---------- DATA FOR THIS EXERCISE

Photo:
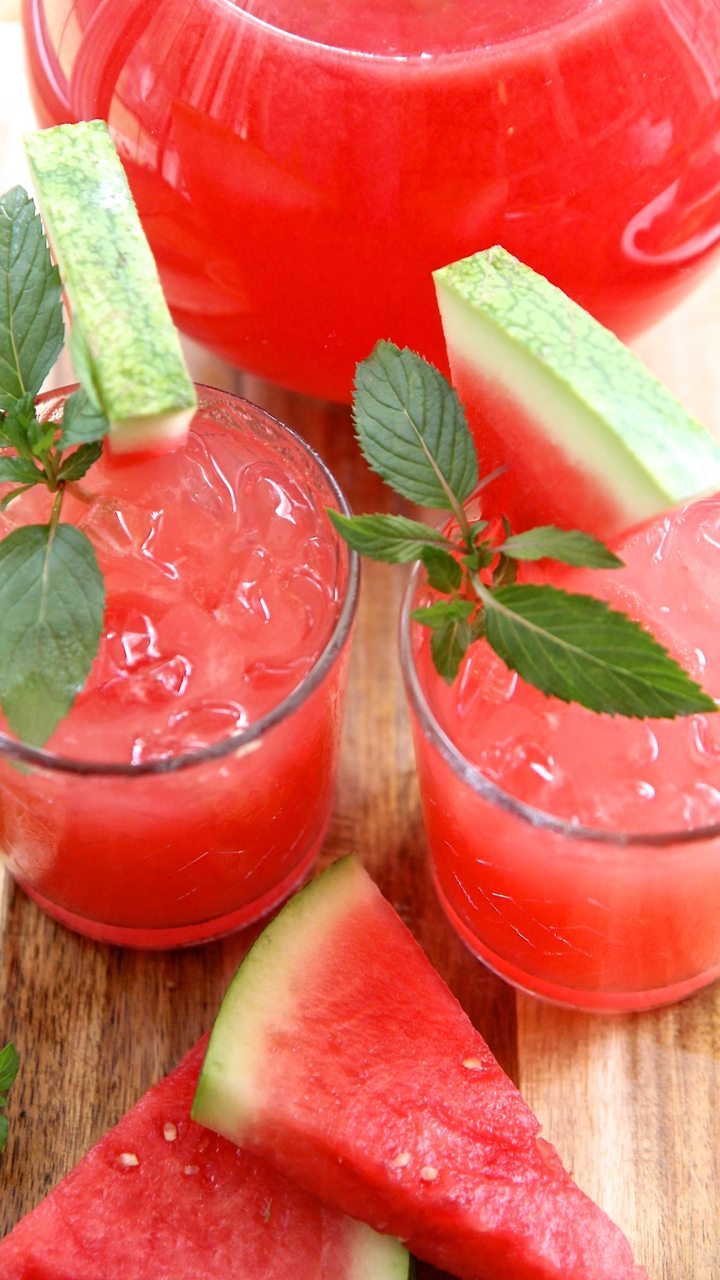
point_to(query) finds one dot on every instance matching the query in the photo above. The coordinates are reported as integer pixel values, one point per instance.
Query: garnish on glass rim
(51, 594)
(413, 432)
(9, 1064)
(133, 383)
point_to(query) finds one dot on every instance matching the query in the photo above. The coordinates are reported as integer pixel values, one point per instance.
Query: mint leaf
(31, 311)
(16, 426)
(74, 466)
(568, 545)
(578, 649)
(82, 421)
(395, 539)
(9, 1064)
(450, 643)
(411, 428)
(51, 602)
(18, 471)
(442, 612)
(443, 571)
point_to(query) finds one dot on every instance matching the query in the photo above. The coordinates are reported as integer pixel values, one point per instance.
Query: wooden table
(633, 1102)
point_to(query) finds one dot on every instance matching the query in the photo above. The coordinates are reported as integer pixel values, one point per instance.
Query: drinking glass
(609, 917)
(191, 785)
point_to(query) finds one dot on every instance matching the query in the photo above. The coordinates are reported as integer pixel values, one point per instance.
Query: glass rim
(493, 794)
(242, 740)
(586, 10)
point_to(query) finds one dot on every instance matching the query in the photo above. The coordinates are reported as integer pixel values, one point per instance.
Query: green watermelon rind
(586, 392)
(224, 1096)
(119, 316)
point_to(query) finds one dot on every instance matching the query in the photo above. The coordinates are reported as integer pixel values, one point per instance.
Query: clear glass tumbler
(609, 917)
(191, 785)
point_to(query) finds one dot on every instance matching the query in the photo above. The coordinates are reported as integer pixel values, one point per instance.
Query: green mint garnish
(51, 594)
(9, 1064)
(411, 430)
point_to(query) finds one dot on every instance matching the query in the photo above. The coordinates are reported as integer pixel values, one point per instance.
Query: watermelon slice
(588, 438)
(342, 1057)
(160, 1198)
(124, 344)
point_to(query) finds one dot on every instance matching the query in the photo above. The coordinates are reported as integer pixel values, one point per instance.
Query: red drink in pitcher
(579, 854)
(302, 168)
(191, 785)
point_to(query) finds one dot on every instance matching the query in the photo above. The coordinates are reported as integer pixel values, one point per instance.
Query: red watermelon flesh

--------------------

* _WHAT THIS TASK INVOLVES_
Quote all the lines above exactly as given. Do not include the pictures.

* _WRITTEN RESPONSE_
Photo:
point_to(query) finds one dot on every instance matching the query in the photo above. The coordinates are reported as integer pixel values, one point per instance.
Query: garnish on glass rim
(51, 594)
(413, 432)
(9, 1064)
(133, 383)
point_to(query) finds one dot on every instance matching the query in the photo above. The coordinates are reported as integer pixel values, one point per instance.
Query: mint leaf
(31, 311)
(16, 426)
(74, 466)
(568, 545)
(578, 649)
(82, 421)
(395, 539)
(9, 1064)
(450, 643)
(411, 428)
(51, 602)
(18, 471)
(442, 612)
(443, 571)
point_to(query) finds one dot on every instance matching the query in the photo above. The coordinates are reported as integer pixel values, one point per instance.
Query: wooden table
(633, 1102)
point_to(query) finds one dot on every instance matching the query in the photo above. The coordinates are reported as integer pixel values, one point per instance.
Query: drinking glass
(609, 917)
(191, 785)
point_to(query) finds one dot on every instance matching the query in the photo above. The coordinates are reported as integer pixel values, one point per instance.
Query: glass rim
(493, 794)
(242, 740)
(586, 10)
point_to(query) finds one dot on every instance matching the query in the photo above. The coordinates are reported as integer pixel values, one point per instance.
Query: green watermelon rind
(586, 392)
(224, 1096)
(119, 316)
point_to(query) finds one dot on every instance matching the query in the photo above. The coordinates are reported as integer pixel values, one point per instance.
Query: clear glass tumbler
(609, 917)
(191, 785)
point_to(query) finds one dot on every instance matching the query in the photo above. The coordinates are reported as integer pixel values, one point per instance.
Query: green mint garnish
(51, 594)
(9, 1064)
(411, 430)
point_to(query) finds one dot on every instance matching the query in the photo above. The coordinates are reported as integer pixel values, one point per instance.
Query: watermelon slice
(588, 438)
(342, 1057)
(160, 1198)
(124, 344)
point_to(query) finds one dot on every instance matching the query in the photo above. The coordinates are reported as integer pixel values, one point per instance.
Query: red drink in pitcher
(579, 854)
(302, 168)
(191, 785)
point_to(query) finds one dot on every instance matching the query in the photo above. The coordinates are reported as integer pixel values, one point per instance.
Query: red watermelon flesh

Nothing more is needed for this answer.